* What you have to do
Copy out the lines word for word, starting with the line containing "Would you be able to determine the whereabouts of the bald" and going on through the line containing "[334,37,384,69]", both included.

* Data extract
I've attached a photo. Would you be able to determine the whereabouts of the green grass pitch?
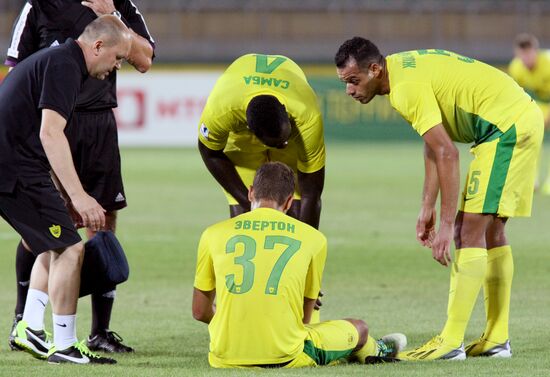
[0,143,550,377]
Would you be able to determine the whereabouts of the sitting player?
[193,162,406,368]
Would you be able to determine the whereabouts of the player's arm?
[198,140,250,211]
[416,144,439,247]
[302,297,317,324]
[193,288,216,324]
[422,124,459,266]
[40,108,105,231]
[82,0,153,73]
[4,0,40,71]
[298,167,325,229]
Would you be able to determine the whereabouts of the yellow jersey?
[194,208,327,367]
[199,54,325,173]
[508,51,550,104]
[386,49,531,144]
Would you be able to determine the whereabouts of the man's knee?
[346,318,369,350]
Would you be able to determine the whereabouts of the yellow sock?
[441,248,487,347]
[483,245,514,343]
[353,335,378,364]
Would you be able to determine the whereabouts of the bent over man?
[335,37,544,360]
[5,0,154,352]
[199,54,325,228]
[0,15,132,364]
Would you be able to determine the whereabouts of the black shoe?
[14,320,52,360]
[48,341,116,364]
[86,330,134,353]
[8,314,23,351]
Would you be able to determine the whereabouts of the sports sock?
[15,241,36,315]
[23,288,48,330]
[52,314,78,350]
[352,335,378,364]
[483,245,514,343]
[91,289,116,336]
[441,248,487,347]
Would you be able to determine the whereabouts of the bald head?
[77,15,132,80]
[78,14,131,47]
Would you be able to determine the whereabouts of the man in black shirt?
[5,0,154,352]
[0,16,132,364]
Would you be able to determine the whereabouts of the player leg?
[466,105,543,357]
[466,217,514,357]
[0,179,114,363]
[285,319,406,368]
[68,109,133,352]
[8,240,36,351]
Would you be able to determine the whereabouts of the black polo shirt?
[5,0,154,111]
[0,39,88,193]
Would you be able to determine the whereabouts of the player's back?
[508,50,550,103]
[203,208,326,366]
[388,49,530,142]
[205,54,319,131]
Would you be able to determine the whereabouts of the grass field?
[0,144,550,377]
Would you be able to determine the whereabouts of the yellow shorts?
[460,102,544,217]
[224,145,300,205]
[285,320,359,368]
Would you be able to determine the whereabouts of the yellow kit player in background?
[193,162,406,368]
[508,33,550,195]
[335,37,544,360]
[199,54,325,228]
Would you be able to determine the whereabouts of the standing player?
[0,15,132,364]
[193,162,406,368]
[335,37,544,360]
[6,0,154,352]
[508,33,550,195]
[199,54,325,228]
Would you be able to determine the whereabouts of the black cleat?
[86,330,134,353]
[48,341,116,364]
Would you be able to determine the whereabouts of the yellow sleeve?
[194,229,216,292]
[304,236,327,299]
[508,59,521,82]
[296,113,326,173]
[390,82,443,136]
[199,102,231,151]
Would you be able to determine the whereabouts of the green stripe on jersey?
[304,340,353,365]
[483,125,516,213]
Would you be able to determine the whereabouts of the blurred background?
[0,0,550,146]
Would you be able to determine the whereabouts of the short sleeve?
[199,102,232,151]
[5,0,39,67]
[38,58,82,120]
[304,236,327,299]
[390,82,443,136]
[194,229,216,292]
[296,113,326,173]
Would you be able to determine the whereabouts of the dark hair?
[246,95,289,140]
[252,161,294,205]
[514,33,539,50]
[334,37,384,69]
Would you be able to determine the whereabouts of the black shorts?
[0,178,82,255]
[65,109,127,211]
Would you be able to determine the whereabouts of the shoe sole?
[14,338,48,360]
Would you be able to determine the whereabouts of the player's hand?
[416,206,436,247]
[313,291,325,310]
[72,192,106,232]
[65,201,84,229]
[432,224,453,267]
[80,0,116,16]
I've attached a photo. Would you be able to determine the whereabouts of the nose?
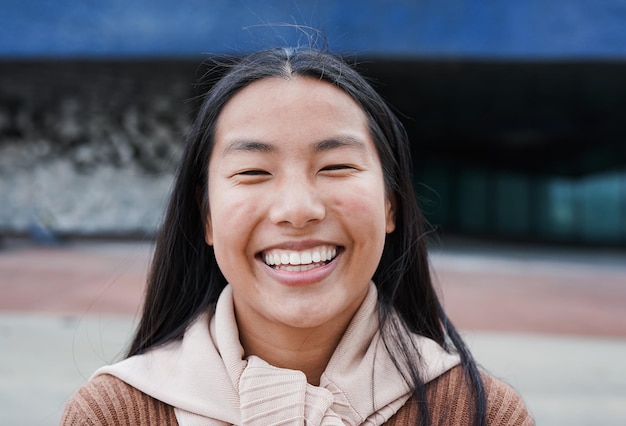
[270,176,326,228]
---
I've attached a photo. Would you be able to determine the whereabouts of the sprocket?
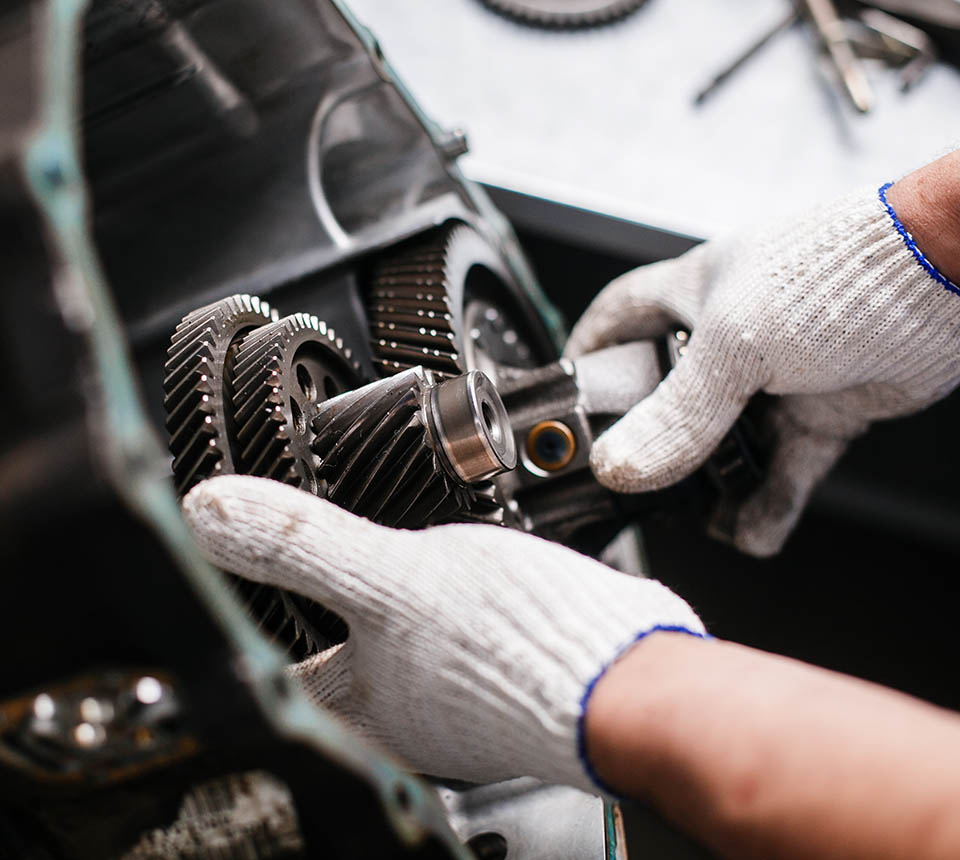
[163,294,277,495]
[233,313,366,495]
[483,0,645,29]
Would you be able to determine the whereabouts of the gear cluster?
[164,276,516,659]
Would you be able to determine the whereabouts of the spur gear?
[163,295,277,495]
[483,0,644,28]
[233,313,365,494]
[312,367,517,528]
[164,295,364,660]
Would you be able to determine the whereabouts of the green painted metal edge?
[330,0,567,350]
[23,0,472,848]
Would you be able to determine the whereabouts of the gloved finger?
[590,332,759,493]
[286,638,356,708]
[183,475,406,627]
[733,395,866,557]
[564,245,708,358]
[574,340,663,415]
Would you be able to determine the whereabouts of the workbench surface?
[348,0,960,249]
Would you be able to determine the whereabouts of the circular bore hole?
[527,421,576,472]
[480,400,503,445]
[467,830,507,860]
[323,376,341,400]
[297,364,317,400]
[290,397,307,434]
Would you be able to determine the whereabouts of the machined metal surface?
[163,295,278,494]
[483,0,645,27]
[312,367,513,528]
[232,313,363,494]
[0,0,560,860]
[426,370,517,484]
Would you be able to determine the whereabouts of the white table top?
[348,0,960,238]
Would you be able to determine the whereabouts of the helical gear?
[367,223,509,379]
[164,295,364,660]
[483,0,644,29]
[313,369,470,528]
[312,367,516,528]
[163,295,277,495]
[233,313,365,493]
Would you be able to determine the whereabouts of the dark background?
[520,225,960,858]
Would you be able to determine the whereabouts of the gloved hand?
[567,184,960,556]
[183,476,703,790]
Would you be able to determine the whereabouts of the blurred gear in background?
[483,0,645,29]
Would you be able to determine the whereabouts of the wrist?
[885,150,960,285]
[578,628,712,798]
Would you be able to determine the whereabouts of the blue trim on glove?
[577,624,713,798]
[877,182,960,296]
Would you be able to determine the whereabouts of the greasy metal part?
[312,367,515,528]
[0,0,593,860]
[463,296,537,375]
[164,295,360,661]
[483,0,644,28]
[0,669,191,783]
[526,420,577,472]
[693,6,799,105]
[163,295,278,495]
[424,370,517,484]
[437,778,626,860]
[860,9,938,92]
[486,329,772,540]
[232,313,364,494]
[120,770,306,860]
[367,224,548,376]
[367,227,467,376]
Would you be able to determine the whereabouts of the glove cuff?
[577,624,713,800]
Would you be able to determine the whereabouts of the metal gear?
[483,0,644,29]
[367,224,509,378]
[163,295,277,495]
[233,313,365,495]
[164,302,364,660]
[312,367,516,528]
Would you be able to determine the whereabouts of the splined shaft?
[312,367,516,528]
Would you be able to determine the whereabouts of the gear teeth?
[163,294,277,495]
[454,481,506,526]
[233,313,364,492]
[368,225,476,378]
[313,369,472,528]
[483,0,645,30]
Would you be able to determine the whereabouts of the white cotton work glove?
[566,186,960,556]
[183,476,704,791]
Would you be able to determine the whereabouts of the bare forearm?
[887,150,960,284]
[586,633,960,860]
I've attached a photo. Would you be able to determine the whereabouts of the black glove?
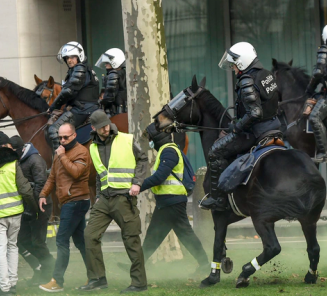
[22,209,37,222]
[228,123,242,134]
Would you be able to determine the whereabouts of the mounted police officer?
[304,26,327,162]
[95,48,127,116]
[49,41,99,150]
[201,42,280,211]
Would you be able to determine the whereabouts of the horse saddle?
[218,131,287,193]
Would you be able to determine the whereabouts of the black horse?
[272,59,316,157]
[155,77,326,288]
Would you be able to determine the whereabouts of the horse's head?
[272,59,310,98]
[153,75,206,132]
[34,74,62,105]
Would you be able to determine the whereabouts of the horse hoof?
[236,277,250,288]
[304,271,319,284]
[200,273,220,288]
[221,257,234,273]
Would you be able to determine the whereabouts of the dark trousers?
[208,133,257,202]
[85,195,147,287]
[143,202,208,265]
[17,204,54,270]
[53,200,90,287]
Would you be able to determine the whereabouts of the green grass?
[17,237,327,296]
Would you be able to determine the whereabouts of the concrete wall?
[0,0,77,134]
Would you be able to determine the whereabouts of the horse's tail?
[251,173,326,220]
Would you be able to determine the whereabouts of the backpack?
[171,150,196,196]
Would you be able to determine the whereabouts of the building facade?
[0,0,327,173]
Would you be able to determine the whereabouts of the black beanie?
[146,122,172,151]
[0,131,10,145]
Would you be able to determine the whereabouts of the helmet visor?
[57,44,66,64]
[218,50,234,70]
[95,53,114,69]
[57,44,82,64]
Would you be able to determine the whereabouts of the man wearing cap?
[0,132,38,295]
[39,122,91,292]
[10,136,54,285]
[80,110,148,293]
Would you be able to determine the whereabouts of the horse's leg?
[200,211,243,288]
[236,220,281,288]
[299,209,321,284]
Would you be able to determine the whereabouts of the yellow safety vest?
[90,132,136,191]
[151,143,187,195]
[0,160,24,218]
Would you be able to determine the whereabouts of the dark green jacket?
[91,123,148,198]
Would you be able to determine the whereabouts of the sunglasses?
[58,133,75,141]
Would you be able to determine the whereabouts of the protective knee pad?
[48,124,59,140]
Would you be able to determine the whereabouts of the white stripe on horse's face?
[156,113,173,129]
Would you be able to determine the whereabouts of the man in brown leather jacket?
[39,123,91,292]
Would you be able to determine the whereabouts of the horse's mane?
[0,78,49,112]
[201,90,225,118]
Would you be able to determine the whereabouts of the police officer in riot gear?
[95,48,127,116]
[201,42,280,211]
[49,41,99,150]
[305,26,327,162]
==
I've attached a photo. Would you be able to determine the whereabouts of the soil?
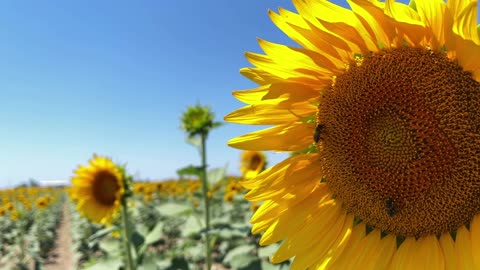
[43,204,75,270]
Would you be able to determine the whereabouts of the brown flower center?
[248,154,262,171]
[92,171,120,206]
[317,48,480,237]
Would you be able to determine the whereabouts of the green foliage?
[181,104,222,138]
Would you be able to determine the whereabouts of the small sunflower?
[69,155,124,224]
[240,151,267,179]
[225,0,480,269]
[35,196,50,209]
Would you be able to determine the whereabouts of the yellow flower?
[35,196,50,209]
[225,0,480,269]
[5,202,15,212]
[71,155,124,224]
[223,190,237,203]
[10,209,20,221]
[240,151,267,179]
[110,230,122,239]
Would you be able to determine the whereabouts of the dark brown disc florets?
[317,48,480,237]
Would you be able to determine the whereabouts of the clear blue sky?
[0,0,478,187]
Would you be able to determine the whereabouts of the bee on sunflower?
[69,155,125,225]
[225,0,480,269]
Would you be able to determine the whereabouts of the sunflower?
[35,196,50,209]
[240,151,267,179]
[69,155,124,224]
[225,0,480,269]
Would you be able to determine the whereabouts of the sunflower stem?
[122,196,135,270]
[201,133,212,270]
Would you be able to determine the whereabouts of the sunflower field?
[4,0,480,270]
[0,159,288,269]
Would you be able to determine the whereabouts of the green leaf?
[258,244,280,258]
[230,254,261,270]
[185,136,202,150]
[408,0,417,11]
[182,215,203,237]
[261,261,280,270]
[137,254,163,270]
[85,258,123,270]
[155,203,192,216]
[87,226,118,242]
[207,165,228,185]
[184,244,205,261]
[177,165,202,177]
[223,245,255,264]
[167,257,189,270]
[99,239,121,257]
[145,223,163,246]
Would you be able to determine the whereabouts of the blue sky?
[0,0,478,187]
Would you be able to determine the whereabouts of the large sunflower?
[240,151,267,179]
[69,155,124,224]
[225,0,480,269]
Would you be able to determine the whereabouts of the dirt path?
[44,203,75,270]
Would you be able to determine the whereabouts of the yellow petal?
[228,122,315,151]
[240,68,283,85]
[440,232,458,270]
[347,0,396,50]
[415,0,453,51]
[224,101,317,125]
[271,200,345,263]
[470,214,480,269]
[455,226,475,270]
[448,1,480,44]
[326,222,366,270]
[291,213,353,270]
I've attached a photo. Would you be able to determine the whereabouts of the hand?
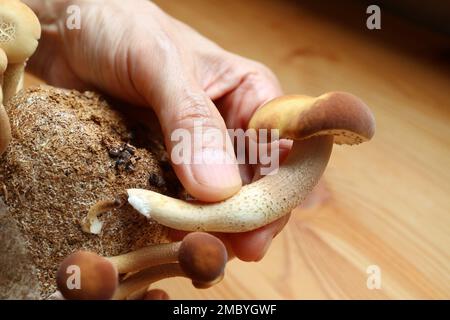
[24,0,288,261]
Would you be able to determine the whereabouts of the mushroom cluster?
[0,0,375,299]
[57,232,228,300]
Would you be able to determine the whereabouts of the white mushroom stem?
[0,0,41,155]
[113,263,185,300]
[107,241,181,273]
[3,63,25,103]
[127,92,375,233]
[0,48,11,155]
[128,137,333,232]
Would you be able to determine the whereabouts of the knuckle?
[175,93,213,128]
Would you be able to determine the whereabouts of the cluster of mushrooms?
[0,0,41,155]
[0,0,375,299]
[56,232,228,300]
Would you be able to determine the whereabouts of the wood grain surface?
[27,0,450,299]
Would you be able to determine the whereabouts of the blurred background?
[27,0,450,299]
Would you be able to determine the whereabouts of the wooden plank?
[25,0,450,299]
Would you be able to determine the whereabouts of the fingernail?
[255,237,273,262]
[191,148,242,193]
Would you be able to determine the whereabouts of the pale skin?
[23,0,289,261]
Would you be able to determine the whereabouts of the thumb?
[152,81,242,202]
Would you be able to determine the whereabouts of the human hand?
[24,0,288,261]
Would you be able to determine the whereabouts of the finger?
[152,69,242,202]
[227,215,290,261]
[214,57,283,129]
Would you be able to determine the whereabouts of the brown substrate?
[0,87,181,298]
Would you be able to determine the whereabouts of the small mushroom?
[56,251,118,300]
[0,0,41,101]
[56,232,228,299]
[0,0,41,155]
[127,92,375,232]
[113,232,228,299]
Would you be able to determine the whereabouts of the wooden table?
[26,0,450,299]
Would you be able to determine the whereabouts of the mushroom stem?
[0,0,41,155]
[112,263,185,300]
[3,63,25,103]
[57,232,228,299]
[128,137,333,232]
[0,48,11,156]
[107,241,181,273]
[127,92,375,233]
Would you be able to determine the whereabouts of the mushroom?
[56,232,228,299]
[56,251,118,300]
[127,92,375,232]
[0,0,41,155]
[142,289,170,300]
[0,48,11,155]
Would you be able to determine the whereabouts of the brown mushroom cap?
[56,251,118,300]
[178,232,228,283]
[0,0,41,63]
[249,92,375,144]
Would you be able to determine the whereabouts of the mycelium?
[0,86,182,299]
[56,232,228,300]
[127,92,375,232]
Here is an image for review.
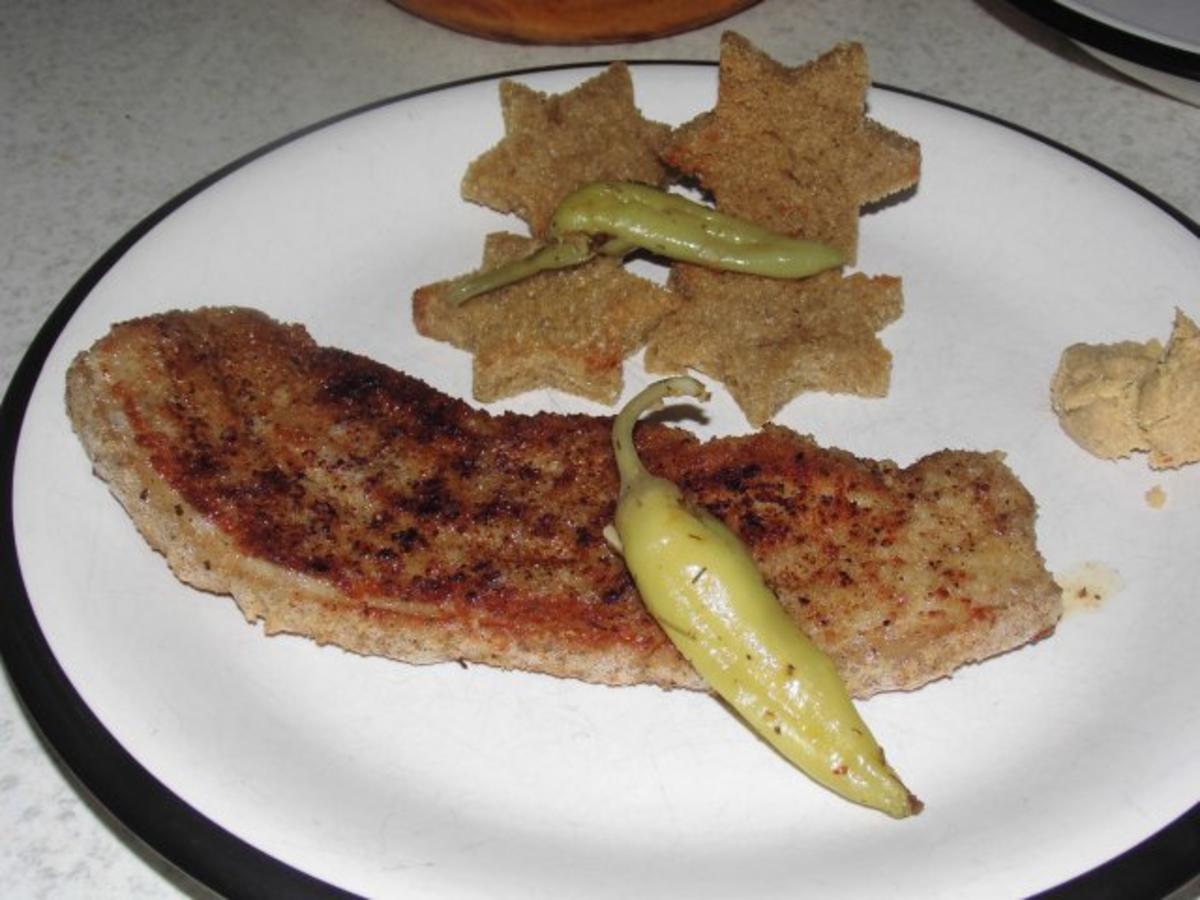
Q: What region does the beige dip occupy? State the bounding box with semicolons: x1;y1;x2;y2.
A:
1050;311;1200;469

* Reply to the exercise
Would you be able to determine the whereabouts of the bald head?
[77,15,132,80]
[78,14,131,47]
Would you be able to determine the whereabouts of the man in black shirt?
[5,0,154,352]
[0,16,132,364]
Would you be able to determine the whereabouts of the player leg?
[466,105,543,357]
[466,217,514,357]
[0,179,114,363]
[285,319,406,368]
[68,109,133,352]
[8,240,36,351]
Would you be able to determine the whereabouts of the black polo shirt?
[5,0,154,111]
[0,39,88,193]
Would you be able to determine the whereabouts of the player's back?
[508,50,550,103]
[203,208,326,366]
[388,49,530,142]
[205,54,319,131]
Would you be able to determine the whereabouts of the grass field?
[0,144,550,377]
Would you be able to determine the whereabouts of the yellow shorts?
[460,102,544,217]
[224,145,300,205]
[285,320,359,368]
Would you be able to determine the whereabouts of the yellow kit player in background?
[193,162,406,368]
[508,33,550,195]
[335,37,544,360]
[199,54,325,228]
Would you be able to determine the whereabouts of the standing player?
[0,15,132,364]
[193,162,406,368]
[335,37,544,360]
[6,0,154,352]
[508,33,550,195]
[199,54,325,228]
Would you be able to determine the whereabouts of the black cleat?
[86,330,134,353]
[48,341,116,364]
Would you be able to determine the whereabouts of the yellow sleeve?
[194,229,216,292]
[304,236,327,299]
[508,59,521,82]
[296,113,326,173]
[390,82,443,136]
[199,102,231,151]
Would you be able to determine the whereabouts of the green stripe on jersey?
[304,340,353,365]
[483,125,516,213]
Would you be able to determine the whereabouts of the blurred background?
[0,0,550,146]
Would you be able to determine the whereabouts of the short sleeve?
[199,102,232,151]
[5,0,39,67]
[38,58,82,120]
[304,236,327,299]
[390,82,443,136]
[194,229,216,292]
[296,113,326,173]
Would you be able to determine the whereabouts of the dark hair?
[246,95,289,140]
[252,161,294,205]
[514,33,539,50]
[334,37,384,69]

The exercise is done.